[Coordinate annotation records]
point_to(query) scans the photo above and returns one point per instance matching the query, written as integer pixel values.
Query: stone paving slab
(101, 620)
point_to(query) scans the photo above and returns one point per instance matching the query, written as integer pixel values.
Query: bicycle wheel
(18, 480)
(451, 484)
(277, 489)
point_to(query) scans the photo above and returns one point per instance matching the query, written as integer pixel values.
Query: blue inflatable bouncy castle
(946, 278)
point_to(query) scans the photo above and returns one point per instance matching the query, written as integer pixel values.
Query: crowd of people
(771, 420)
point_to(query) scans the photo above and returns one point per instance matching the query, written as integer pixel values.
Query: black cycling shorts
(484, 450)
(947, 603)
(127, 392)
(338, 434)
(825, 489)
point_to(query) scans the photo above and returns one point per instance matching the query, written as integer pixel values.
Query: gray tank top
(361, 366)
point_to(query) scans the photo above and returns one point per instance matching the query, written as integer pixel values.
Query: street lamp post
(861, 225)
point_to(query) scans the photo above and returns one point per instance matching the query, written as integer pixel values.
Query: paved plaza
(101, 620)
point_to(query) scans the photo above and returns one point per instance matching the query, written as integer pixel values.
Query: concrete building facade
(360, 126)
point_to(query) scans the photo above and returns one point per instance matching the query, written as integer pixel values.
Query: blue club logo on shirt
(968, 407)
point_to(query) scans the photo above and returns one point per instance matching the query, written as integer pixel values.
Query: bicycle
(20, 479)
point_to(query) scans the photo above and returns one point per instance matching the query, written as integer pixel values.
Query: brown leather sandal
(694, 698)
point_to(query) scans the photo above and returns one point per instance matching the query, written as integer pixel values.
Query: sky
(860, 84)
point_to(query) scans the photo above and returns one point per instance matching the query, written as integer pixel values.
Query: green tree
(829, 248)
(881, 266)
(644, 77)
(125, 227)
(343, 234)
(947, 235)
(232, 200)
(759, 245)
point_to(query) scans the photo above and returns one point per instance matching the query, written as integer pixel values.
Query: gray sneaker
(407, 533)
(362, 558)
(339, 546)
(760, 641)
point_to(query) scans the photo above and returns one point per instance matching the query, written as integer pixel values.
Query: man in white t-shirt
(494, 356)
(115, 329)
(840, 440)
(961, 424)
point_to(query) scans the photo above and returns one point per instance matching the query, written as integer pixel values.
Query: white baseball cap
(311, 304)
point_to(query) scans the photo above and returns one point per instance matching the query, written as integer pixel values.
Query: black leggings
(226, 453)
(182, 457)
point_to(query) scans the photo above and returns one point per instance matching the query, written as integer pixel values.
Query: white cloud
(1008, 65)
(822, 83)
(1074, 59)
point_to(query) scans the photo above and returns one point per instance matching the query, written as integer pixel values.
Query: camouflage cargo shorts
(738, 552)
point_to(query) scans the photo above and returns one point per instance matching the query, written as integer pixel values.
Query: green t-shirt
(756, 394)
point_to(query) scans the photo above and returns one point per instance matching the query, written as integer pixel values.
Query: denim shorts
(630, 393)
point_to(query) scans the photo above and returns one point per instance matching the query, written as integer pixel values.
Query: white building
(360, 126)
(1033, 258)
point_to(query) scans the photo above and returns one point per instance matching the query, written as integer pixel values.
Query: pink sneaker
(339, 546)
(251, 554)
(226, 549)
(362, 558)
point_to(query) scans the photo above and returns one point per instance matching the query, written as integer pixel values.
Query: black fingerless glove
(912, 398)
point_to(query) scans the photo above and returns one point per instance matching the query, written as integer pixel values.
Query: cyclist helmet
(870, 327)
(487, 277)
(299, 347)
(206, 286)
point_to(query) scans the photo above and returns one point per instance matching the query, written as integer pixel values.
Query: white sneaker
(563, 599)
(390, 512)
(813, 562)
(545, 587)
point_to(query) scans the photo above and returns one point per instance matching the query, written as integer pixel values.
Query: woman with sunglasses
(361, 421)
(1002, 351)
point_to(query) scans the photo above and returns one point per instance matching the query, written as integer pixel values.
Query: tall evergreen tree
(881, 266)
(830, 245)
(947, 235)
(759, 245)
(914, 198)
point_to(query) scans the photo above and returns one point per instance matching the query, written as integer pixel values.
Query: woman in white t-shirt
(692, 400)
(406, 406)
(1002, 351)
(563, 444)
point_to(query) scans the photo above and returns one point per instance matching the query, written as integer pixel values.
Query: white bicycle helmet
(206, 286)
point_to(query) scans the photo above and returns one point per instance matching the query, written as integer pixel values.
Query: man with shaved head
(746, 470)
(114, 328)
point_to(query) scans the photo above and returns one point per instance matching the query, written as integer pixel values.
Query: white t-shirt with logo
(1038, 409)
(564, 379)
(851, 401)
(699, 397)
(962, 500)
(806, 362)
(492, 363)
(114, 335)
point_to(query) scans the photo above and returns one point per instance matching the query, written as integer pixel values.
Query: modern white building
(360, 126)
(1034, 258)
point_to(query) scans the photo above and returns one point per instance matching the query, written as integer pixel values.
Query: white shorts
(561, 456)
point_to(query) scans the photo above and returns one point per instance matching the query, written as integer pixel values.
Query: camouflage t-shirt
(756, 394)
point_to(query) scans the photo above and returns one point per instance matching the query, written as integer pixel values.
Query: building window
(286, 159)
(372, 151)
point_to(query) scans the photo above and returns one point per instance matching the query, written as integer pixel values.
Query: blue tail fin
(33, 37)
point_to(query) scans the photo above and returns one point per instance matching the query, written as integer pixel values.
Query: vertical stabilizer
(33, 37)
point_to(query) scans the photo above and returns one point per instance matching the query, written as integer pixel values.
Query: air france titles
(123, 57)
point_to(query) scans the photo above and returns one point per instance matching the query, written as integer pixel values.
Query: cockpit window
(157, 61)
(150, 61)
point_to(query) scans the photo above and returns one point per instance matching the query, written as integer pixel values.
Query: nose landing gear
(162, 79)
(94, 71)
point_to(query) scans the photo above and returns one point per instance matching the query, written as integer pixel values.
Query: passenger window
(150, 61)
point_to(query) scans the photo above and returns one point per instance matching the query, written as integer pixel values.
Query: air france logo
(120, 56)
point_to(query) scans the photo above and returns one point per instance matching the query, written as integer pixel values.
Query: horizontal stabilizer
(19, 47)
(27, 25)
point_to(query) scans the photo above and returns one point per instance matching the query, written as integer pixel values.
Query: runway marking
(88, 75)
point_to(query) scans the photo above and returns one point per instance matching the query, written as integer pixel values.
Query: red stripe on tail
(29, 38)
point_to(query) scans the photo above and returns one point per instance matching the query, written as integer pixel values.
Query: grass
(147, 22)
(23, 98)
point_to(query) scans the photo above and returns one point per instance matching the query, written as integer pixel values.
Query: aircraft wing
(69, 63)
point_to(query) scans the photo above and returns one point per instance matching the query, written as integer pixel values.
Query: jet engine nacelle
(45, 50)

### What is asked
List every line in the data above that contains the word "window", treating uppercase and lowercase as distinct.

### Correct result
Query: building window
Query: cockpit window
Query: passenger window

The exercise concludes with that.